## Exercise details:
Report every line of the items that contains the word "balcony", copying each line in full. Case counts.

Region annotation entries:

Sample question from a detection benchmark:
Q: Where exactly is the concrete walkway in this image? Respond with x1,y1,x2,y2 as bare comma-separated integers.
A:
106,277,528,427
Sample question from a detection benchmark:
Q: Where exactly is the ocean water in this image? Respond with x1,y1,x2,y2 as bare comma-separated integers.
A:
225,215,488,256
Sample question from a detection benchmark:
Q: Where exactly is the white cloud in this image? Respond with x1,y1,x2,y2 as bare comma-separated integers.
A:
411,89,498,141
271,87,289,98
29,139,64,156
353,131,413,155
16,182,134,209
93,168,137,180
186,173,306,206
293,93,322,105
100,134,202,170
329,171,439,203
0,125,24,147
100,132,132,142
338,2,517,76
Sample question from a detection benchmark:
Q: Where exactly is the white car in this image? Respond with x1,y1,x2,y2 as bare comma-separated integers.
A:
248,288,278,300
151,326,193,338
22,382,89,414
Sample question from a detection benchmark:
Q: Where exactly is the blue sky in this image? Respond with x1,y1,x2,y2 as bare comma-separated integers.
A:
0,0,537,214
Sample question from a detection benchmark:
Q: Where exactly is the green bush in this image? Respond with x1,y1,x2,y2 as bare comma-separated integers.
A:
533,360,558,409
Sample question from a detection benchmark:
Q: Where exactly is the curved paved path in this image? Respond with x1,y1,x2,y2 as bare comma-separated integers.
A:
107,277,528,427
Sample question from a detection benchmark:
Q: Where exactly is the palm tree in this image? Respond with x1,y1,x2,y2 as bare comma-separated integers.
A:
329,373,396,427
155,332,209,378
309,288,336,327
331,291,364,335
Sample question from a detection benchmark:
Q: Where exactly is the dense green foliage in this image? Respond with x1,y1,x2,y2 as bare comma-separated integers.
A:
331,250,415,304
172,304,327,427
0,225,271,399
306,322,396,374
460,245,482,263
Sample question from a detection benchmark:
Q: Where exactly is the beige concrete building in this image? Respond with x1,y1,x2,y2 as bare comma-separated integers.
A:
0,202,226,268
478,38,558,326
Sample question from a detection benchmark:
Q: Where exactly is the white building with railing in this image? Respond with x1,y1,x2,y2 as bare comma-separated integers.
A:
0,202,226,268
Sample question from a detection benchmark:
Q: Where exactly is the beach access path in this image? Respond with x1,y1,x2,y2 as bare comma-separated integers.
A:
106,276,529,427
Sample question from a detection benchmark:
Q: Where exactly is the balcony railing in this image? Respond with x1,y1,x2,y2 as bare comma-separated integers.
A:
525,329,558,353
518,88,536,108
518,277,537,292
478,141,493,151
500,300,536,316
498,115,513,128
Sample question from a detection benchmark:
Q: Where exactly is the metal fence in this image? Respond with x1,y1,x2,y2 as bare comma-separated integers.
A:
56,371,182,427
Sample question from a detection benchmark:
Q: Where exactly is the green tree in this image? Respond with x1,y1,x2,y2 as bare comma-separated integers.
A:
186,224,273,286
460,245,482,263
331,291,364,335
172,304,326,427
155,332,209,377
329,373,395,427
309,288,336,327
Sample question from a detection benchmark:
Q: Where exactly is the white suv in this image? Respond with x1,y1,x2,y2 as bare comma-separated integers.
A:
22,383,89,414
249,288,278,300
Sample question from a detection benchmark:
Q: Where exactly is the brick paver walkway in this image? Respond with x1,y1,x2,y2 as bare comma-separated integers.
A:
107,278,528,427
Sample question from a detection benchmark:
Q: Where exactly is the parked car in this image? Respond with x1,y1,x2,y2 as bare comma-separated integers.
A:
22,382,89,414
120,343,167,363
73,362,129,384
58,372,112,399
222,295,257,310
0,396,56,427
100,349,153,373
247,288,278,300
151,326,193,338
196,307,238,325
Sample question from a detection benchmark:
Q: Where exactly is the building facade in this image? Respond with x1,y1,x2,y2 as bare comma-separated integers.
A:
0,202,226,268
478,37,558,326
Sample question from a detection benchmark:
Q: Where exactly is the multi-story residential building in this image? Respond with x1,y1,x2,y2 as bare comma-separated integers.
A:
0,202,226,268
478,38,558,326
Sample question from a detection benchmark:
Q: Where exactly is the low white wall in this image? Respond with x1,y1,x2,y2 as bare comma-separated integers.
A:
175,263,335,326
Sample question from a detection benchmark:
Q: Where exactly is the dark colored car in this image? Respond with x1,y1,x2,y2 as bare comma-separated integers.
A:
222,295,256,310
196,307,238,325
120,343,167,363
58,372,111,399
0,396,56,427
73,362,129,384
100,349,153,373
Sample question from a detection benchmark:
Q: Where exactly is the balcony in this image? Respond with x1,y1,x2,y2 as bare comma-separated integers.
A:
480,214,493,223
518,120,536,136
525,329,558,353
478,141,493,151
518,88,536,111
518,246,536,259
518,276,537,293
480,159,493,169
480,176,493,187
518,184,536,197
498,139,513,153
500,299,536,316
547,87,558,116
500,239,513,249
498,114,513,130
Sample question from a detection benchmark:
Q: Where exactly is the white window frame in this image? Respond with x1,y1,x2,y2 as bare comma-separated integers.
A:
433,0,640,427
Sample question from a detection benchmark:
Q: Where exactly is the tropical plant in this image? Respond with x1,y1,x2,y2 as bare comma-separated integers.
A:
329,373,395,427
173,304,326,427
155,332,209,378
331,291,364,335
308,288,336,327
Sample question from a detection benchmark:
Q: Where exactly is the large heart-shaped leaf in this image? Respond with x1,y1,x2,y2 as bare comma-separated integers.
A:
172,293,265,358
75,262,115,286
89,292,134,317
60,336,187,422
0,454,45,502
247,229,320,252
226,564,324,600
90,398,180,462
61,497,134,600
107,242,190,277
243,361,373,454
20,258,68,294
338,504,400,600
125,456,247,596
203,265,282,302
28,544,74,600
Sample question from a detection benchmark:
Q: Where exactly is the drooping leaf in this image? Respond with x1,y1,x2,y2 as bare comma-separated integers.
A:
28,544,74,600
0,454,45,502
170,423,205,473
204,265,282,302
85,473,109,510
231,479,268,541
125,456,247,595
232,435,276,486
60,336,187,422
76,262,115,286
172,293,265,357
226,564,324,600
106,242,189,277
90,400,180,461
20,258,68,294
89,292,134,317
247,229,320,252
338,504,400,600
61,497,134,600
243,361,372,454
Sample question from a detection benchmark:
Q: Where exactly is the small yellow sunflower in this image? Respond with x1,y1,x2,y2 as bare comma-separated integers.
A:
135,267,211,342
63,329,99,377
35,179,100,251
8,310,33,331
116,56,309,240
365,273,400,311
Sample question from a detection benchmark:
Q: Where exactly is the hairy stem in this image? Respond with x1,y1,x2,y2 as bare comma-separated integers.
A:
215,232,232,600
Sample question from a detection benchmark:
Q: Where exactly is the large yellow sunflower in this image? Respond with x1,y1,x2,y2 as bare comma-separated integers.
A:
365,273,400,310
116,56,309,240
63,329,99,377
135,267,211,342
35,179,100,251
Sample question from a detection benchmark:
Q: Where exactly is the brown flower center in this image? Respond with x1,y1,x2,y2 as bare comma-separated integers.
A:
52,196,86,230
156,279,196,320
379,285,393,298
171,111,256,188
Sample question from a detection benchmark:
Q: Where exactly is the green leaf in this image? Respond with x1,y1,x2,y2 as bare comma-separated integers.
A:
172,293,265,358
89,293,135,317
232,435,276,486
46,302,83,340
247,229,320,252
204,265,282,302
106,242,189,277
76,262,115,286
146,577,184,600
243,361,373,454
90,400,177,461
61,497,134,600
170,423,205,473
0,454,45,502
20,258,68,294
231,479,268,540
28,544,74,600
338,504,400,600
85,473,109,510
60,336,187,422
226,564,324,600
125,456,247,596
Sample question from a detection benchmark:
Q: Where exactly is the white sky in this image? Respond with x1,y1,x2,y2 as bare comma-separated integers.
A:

## Written answer:
Q: Where exactly is the balcony railing in this image? Respond with x1,y1,x2,y2 as bare comma-separated integers.
Q: Where exactly is the balcony in this image? Respond with x1,y1,x2,y2 as bare comma-separated integers.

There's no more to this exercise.